***** Material to process *****

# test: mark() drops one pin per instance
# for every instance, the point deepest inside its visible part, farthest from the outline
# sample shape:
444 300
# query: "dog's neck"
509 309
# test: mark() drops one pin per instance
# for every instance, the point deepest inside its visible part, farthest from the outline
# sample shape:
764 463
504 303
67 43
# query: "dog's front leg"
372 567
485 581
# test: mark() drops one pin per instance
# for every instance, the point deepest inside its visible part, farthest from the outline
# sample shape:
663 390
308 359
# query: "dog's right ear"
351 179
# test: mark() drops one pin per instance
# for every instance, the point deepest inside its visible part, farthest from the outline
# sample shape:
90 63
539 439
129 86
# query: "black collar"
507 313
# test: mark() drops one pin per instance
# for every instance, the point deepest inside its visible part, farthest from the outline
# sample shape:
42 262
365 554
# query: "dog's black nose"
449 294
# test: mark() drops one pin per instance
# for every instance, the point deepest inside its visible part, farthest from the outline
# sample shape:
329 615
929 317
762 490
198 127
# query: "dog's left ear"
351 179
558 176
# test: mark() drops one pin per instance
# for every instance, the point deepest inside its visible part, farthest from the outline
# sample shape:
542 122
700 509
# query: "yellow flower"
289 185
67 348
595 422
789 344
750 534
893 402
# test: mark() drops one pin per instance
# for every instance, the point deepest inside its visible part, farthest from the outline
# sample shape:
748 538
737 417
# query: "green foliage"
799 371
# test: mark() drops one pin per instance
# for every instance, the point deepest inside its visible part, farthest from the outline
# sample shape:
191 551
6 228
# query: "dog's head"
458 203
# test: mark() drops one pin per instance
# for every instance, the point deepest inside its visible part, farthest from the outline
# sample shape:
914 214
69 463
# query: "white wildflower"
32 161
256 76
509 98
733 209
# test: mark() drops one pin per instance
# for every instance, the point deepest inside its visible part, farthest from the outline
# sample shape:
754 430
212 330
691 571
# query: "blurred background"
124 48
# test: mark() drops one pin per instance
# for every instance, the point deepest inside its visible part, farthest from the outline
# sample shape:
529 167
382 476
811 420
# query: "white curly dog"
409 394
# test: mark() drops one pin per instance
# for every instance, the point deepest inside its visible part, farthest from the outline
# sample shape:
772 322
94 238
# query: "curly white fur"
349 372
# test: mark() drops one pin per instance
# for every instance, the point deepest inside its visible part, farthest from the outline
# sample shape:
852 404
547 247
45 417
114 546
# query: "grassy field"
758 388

*****

* _Problem statement_
Make an exact copy of the data above.

* _Result of this task_
# test: mark() drops one pin per instance
# for every instance, the point deepest inside its visible part, farthest from the outline
# sample shape:
444 300
# query: "dog's neck"
509 309
# test: mark() drops one pin per instance
# for every instance, the point deepest inside its visible part, farthest from the outline
# sample shape:
764 463
504 303
67 43
# query: "dog's front leg"
372 567
485 581
# test: mark() drops one pin per instance
# for every instance, the point deepest inside its visible part, farthest from the outline
# sample shape:
663 390
308 359
# query: "dog's right ear"
351 179
# test: mark() drops one pin per instance
# for every instance, the point deepest inside its visible part, farthest from the outline
# sample shape:
90 63
539 439
129 86
# query: "black collar"
507 313
# test: mark() drops one pin per instance
# for every instance, the point deepest inside its visible part, farthest from the outline
# sample shape:
42 262
365 554
# query: "dog's black nose"
449 294
# test: mark() drops one pin per instance
# for every instance, the point deepest inside its visible part, farthest from the outline
# sample shape:
329 615
929 317
762 490
198 127
# query: "dog's left ear"
351 179
558 176
# test: mark() drops one pin per instance
# for every instance, the point deepest inside its visible part, farthest from the outline
# sample shape:
542 122
700 509
# query: "yellow flower"
289 185
67 348
595 422
789 344
750 534
893 402
# test: mark() drops one pin per instance
# for every instance, the point deepest inside its visible part, farthest from the outline
# sample shape:
748 538
737 417
# query: "green foliage"
799 371
# test: mark() drops one pin per instance
# for every instance, the point deepest inside its visible part, farthest from the outline
# sample shape:
191 551
6 228
# query: "dog's head"
458 203
# test: mark() drops one pin per instance
# for every instance, the point deepest inside its visible part, farthest from the outline
# sample shape:
914 214
69 463
# query: "white wildflower"
32 161
256 76
509 98
733 209
# test: mark() drops one pin per instance
# for every instance, the point deepest inside its visible part, farthest from the outline
# sample shape:
754 430
212 330
691 571
# query: "blurred background"
124 48
# test: mark() drops one pin per instance
# for every instance, the point deepest inside its visible part, farthest from the outline
# sample shape:
529 167
382 476
811 420
# query: "white curly dog"
409 394
# test: mark() drops one pin per instance
# for every instance, the point deepest inside its visible part, farthest from the outline
# sample shape:
772 322
94 238
# query: "curly white fur"
349 372
# test: mark() drops one pin per instance
# for every instance, the point deepest inside its visible part, farthest from the outline
# sample shape:
852 404
547 247
45 417
114 546
# query: "grassy field"
758 388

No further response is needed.